= Requirement =
Retype the tail of the data exactly, starting at the line containing "Query: flat screen television" and stopping at the last line.
━━━ Dataset entries ━━━
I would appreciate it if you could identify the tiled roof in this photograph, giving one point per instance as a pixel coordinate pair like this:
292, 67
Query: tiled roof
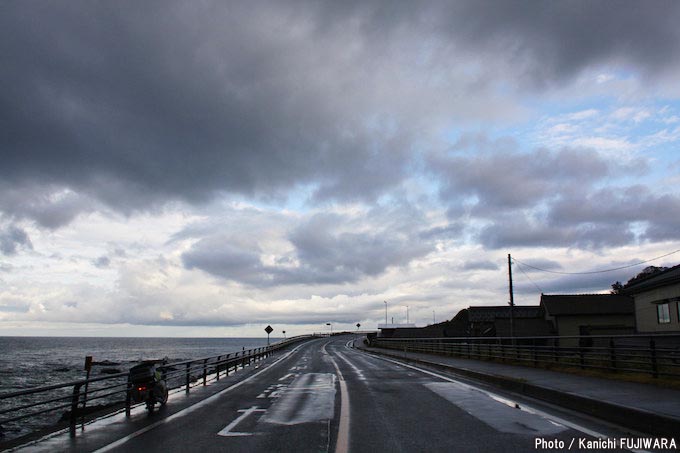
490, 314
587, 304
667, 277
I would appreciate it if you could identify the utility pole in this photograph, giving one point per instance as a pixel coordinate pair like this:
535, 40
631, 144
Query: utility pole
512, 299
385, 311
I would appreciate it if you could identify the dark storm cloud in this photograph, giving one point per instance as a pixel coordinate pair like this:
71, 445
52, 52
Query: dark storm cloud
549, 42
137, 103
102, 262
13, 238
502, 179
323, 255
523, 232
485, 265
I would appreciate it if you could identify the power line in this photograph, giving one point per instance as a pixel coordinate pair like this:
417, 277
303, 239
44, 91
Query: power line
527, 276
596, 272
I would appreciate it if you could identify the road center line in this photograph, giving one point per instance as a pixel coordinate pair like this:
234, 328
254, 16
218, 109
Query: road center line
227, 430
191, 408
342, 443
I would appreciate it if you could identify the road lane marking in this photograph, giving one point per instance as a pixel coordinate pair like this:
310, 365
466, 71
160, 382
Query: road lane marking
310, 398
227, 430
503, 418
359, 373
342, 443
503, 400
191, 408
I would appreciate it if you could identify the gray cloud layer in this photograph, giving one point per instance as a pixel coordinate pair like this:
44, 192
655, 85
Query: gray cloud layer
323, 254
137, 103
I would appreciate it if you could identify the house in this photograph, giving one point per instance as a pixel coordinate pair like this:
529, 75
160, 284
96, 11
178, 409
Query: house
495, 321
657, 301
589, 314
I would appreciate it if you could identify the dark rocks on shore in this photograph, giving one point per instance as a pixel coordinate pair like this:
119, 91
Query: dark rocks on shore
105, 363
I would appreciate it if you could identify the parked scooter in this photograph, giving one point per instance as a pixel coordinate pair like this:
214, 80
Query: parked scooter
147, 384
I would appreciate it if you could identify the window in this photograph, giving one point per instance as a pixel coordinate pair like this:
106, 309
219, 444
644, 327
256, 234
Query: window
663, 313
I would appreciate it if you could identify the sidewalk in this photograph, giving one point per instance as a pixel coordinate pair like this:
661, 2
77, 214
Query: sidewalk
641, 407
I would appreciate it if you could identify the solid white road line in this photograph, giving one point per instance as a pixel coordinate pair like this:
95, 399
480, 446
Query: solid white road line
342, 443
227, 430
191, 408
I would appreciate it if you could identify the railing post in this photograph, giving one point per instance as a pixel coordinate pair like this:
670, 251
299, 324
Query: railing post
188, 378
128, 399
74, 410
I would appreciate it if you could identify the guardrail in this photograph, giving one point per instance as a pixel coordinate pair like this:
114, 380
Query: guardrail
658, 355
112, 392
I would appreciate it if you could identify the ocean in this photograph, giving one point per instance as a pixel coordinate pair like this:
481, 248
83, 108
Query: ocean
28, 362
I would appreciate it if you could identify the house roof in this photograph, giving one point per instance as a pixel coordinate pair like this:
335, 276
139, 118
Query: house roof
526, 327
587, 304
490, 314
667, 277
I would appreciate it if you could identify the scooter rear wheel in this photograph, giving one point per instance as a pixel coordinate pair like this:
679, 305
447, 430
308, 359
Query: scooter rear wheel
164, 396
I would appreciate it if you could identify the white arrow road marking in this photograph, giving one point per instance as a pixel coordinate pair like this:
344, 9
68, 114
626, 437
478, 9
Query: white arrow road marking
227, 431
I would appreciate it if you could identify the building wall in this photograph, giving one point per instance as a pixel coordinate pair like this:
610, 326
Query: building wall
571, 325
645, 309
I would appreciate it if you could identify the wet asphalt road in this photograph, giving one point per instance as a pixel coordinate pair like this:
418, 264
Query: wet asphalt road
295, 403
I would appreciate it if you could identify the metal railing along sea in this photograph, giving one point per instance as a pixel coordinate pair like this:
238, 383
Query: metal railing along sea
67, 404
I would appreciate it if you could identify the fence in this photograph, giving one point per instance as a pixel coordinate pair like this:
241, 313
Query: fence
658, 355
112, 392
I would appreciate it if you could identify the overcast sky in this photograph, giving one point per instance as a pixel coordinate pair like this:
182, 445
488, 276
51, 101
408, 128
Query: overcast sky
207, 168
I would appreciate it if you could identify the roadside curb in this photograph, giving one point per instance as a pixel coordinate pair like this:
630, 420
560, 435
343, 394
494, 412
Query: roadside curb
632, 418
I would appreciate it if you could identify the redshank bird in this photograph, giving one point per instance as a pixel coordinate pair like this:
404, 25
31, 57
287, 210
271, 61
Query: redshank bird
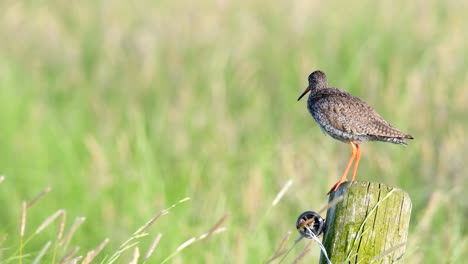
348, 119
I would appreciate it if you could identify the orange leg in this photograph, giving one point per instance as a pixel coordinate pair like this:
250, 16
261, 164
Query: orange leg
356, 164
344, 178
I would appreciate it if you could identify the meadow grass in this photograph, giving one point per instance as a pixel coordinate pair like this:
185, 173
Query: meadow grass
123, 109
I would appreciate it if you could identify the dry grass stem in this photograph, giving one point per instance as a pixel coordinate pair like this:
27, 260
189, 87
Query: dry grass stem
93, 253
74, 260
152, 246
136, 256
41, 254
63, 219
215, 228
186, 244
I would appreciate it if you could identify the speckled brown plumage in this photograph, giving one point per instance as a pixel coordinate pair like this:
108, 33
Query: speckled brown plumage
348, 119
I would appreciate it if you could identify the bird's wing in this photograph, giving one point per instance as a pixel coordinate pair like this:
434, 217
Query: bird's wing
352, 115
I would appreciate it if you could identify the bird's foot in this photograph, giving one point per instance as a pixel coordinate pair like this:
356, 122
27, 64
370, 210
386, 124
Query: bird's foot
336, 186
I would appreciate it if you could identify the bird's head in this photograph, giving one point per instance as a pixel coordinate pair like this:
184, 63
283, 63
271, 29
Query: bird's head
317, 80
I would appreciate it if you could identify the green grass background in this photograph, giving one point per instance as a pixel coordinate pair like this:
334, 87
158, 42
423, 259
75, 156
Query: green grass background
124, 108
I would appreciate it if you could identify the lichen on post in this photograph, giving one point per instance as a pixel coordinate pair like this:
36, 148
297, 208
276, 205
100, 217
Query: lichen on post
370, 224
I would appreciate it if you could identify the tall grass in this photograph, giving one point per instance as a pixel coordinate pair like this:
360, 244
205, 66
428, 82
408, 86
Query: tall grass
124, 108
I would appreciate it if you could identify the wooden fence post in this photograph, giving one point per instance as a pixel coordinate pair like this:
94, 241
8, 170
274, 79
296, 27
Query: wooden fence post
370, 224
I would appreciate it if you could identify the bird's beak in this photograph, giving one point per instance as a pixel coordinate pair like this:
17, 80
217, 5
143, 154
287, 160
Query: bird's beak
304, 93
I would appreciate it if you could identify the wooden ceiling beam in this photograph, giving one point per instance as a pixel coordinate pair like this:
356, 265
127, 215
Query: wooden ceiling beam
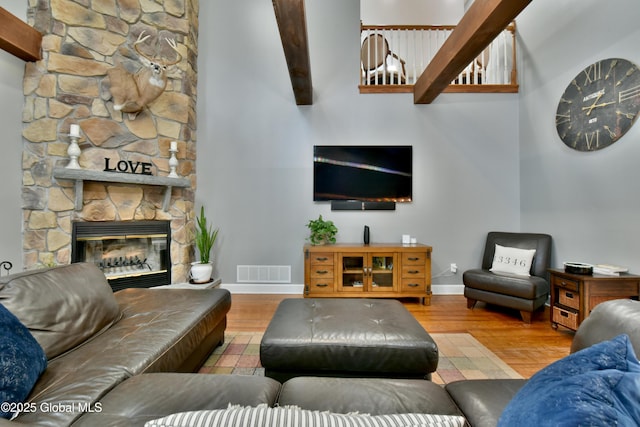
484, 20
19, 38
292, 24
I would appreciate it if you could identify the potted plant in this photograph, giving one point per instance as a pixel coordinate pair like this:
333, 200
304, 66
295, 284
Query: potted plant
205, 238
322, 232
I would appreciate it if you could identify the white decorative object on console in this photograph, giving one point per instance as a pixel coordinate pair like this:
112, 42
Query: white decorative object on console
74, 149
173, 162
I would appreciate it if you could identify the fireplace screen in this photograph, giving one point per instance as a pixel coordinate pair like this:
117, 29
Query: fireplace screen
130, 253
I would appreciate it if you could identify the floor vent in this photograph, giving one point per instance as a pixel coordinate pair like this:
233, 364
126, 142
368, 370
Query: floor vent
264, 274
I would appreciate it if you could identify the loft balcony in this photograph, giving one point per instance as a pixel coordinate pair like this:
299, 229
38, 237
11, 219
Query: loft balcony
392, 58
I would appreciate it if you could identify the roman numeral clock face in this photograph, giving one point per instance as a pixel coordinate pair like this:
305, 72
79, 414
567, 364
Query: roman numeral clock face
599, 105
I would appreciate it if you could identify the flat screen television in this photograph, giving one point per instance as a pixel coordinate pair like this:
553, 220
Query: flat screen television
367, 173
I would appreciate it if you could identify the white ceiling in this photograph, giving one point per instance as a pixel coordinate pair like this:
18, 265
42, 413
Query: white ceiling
━━━
= Answer section =
Query: flat screen television
367, 173
I would appreciate it if you could identify the white ceiling in this photograph, giving one point per instance as a pixel coordinate pair like this:
18, 265
42, 413
Query: white ceiling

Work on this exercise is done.